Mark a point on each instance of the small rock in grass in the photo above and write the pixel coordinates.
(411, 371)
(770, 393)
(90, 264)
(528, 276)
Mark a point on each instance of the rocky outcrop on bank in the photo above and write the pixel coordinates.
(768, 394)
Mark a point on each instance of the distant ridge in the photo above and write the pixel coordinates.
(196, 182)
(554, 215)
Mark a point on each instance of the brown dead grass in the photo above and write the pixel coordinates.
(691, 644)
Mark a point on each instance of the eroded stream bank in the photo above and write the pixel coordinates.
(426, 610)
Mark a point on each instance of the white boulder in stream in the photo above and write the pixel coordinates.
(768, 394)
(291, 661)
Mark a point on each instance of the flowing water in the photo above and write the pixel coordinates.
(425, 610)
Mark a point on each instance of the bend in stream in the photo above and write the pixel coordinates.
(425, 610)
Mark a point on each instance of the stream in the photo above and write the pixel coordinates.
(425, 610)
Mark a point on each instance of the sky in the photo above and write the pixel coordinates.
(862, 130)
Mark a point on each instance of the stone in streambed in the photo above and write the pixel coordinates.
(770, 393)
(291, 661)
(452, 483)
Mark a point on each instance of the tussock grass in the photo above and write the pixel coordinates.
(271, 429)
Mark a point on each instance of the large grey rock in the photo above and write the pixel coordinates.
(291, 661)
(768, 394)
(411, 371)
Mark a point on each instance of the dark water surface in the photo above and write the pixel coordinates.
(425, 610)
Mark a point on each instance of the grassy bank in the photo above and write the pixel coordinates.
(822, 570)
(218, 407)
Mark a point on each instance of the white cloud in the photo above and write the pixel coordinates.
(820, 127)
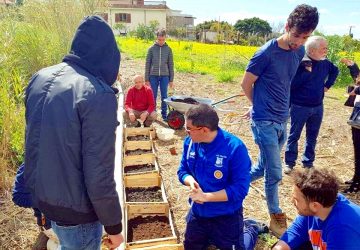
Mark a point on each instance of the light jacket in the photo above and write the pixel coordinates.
(159, 62)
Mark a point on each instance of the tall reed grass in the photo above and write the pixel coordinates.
(34, 35)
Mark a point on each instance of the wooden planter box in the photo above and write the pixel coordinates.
(158, 243)
(146, 180)
(150, 132)
(140, 160)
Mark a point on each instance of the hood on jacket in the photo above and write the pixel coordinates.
(94, 48)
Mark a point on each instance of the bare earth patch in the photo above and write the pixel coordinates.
(334, 151)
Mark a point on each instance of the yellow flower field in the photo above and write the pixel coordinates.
(225, 62)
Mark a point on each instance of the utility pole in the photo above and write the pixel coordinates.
(351, 34)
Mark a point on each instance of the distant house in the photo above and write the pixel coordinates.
(131, 13)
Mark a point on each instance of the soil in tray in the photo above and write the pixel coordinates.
(152, 194)
(188, 100)
(137, 152)
(138, 138)
(139, 168)
(147, 228)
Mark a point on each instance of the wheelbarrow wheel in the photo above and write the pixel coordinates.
(176, 120)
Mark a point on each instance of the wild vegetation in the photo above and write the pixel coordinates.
(33, 35)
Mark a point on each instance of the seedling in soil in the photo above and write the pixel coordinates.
(147, 228)
(152, 194)
(139, 168)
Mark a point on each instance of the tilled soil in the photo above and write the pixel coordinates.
(137, 152)
(146, 228)
(138, 138)
(139, 168)
(139, 194)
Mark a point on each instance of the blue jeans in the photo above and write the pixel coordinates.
(163, 81)
(226, 232)
(79, 237)
(301, 116)
(270, 137)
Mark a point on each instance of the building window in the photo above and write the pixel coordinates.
(105, 16)
(122, 18)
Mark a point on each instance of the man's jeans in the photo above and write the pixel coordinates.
(227, 232)
(270, 137)
(79, 237)
(163, 81)
(300, 115)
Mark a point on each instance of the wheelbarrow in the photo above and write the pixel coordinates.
(179, 104)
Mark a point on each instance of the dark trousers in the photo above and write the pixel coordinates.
(356, 142)
(301, 116)
(226, 232)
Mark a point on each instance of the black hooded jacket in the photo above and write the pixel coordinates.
(71, 118)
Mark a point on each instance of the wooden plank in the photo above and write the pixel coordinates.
(135, 209)
(143, 159)
(130, 160)
(134, 145)
(136, 131)
(153, 242)
(163, 247)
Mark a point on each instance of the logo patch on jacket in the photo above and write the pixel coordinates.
(219, 160)
(218, 174)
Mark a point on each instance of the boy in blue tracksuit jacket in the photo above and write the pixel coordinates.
(216, 166)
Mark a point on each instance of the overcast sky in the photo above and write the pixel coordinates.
(336, 16)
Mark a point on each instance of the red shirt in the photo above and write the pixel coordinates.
(140, 99)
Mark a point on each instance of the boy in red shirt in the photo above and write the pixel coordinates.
(140, 104)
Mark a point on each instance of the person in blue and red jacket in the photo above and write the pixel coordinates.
(314, 77)
(216, 166)
(139, 103)
(326, 221)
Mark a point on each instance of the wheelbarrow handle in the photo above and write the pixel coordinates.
(214, 104)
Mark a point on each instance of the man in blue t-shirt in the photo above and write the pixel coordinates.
(314, 77)
(266, 84)
(216, 166)
(327, 220)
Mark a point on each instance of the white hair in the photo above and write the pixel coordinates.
(314, 42)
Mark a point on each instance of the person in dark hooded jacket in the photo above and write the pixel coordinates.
(71, 118)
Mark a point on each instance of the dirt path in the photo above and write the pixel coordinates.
(334, 151)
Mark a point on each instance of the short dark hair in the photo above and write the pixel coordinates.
(303, 18)
(203, 115)
(160, 32)
(317, 185)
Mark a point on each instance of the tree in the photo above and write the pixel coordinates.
(253, 26)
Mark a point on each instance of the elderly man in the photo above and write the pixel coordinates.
(314, 77)
(140, 104)
(326, 221)
(216, 166)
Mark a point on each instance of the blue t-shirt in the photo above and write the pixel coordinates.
(340, 230)
(307, 87)
(222, 164)
(275, 68)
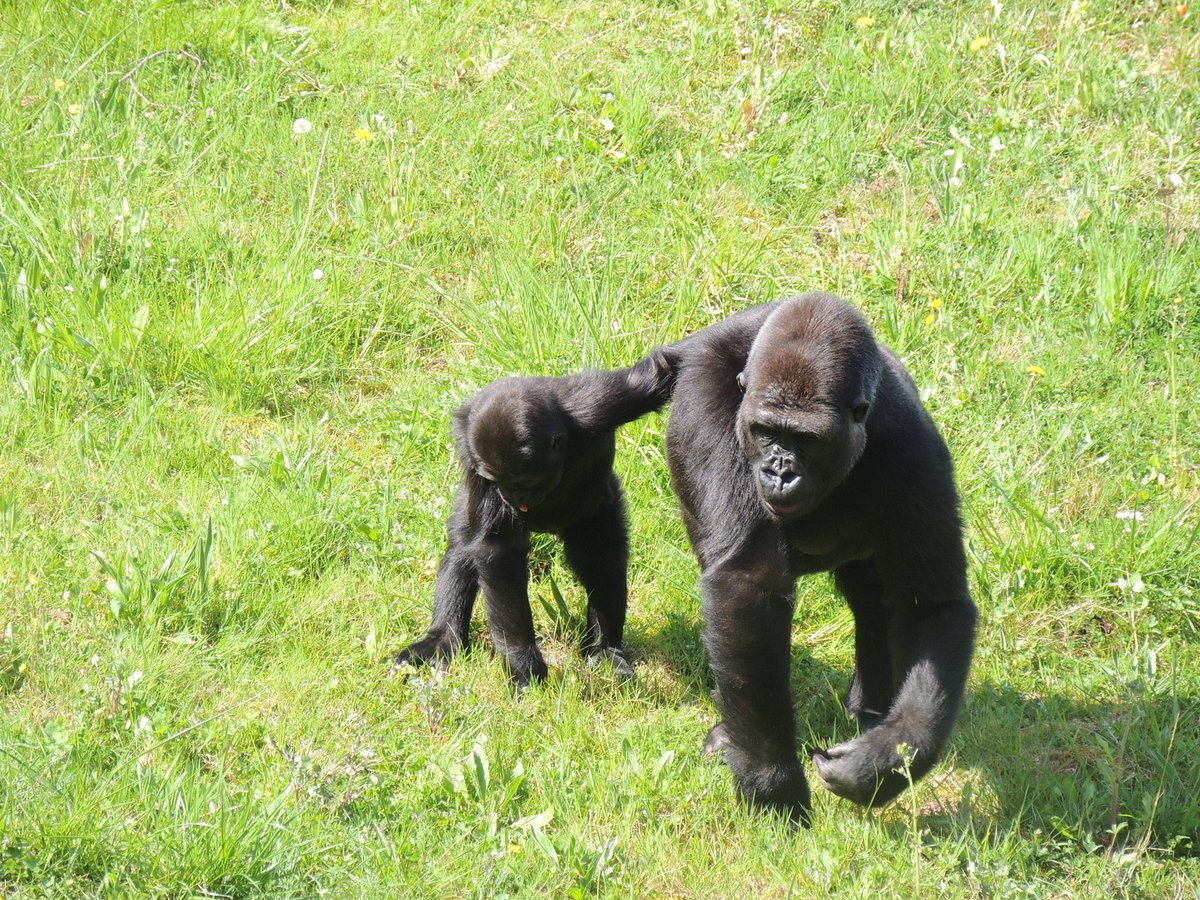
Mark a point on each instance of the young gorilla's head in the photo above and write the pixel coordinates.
(515, 437)
(809, 384)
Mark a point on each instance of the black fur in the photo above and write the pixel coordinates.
(798, 444)
(537, 456)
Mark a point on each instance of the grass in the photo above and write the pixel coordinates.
(229, 346)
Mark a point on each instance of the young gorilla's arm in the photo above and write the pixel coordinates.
(606, 399)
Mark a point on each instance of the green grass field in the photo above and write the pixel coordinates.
(253, 255)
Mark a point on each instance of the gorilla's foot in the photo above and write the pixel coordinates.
(435, 651)
(616, 657)
(863, 772)
(717, 741)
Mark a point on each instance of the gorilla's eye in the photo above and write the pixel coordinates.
(763, 436)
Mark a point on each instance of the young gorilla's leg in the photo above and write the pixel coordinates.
(598, 552)
(504, 574)
(871, 689)
(454, 597)
(749, 630)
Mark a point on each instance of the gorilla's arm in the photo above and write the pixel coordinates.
(748, 612)
(936, 643)
(604, 400)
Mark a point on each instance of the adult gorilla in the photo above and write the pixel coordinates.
(798, 444)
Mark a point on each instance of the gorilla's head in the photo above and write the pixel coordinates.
(515, 438)
(809, 383)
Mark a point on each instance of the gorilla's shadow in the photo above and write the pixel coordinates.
(1053, 762)
(1037, 762)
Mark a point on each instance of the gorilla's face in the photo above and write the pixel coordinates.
(526, 475)
(799, 454)
(517, 442)
(803, 420)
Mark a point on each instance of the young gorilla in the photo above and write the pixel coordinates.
(537, 456)
(798, 444)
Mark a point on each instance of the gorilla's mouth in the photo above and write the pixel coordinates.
(785, 510)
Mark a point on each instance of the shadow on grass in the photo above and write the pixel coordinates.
(1072, 768)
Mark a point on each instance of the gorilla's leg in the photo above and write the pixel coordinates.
(931, 645)
(454, 597)
(504, 575)
(598, 552)
(748, 630)
(871, 690)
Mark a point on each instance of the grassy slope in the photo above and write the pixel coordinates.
(228, 354)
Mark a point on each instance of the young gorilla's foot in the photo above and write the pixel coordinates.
(717, 741)
(615, 655)
(526, 666)
(435, 651)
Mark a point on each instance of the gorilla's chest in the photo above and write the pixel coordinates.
(817, 546)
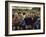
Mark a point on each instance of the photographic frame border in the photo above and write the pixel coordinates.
(6, 18)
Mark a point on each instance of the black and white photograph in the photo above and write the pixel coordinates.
(24, 18)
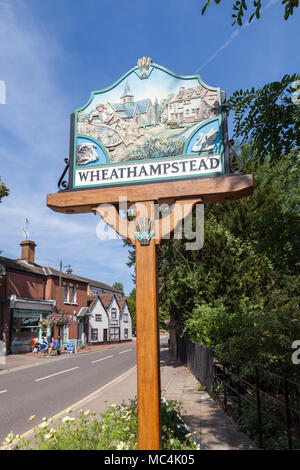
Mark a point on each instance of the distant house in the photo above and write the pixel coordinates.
(110, 320)
(30, 292)
(193, 104)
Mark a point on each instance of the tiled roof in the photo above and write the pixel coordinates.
(48, 271)
(128, 110)
(188, 93)
(121, 303)
(100, 285)
(106, 299)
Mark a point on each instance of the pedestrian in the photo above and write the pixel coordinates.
(44, 344)
(53, 346)
(34, 343)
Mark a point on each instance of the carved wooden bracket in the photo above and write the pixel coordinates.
(161, 227)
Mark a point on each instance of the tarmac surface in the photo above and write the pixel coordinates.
(214, 429)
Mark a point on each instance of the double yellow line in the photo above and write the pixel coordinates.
(75, 405)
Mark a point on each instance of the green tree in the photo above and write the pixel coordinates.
(132, 294)
(132, 308)
(239, 7)
(240, 293)
(269, 118)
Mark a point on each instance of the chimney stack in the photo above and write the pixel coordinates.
(28, 251)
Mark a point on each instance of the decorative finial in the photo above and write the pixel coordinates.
(144, 231)
(25, 230)
(144, 67)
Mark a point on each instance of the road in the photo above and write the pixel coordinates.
(47, 389)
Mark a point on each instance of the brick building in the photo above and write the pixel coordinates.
(29, 292)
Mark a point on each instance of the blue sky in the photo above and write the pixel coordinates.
(53, 53)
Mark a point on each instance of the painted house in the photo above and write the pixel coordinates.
(193, 104)
(140, 112)
(110, 320)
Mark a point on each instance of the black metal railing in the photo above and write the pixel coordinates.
(265, 404)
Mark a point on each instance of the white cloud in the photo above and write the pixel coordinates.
(34, 127)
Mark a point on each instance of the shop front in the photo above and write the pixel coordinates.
(27, 322)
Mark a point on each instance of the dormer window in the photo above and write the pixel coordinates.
(74, 295)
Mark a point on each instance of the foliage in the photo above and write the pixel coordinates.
(133, 294)
(119, 287)
(59, 320)
(240, 294)
(115, 430)
(248, 337)
(268, 117)
(240, 6)
(157, 147)
(132, 309)
(274, 436)
(3, 190)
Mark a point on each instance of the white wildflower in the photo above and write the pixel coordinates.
(9, 438)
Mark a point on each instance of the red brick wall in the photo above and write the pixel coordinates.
(31, 286)
(28, 286)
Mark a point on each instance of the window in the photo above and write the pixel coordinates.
(74, 295)
(96, 291)
(67, 291)
(114, 333)
(94, 335)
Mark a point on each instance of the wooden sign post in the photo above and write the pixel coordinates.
(166, 146)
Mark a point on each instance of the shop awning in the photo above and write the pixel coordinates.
(84, 312)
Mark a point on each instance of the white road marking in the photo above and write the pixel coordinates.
(57, 373)
(102, 359)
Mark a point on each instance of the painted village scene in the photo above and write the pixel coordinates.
(148, 117)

* ACTION ITEM *
Using the records above, copy exactly the lines from the one containing "Mark a point on each instance of the brick" through the last, inclusive, and nothing else.

* SOLUTION BELOW *
Mark a point on each instance of the brick building in the photo above and write the pixel coordinates.
(29, 292)
Mark a point on each instance of the blue sky in the photo above and write the pixel coordinates.
(53, 53)
Mark a point on each instance of the painted house in the photo above and write the pixel coordinates.
(193, 104)
(140, 112)
(110, 320)
Mark a point on each instance of the black metal railing in the photo above and write the pixel coordinates.
(265, 404)
Mark a point on each instance of the white cloud in the photo above and write the pixel coordinates.
(34, 127)
Mark a point on each instance of the shop front in the photo above and write the pixel coordinates.
(27, 322)
Mark a point on each instance of the dormer window in the photo above and write the pixel coordinates.
(74, 295)
Mark a point on each instance of the foliage in the photo above and write the pixel coordinates.
(133, 294)
(119, 287)
(59, 320)
(240, 294)
(115, 430)
(248, 337)
(268, 117)
(240, 6)
(157, 147)
(132, 309)
(274, 436)
(3, 190)
Mark a point on each instance of the white wildflower in the photo above and write the pixel coordinates.
(9, 438)
Mark a point on each instance of the red brick wall in the photo above and write the pixel coordinates.
(31, 286)
(28, 286)
Mark a point on each instance of the window in the photo above and write the pixel coordinates.
(74, 295)
(96, 291)
(67, 291)
(114, 333)
(94, 335)
Mark a point on each instance of the wooden sign post in the photo above and write the pixel coordinates.
(166, 146)
Mark a point on each instance of the shop awning in the photo above and write the pixel coordinates.
(84, 312)
Mark a point on each instance of the white road marking in the photo above and write the pixel coordinates.
(57, 373)
(102, 359)
Mark a point on each instance of the painted village scene in the photo above and write the pixel coordinates.
(148, 117)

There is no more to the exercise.